**Extracted records**:

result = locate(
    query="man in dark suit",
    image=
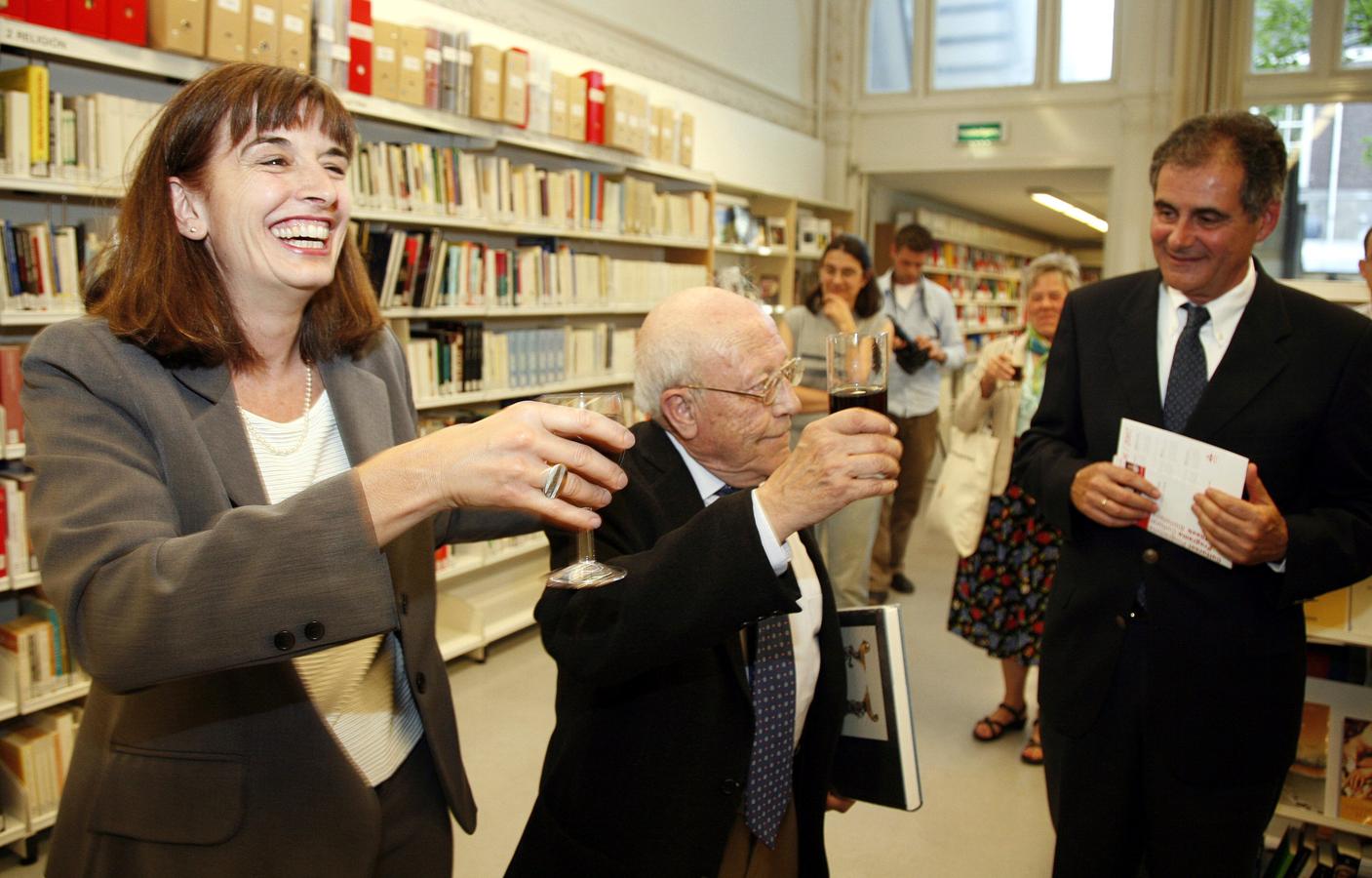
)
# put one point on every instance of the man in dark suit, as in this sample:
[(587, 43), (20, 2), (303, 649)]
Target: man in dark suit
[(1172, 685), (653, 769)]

**Required work**:
Copy out every line of the records above word for word, leaving out the pictures.

**Reply**:
result = locate(
    query="man in dark suit",
    image=
)
# put one point on every instance of the man in dark suit, as in this sample:
[(587, 43), (20, 2), (303, 649)]
Target: man in dark suit
[(1172, 685), (653, 769)]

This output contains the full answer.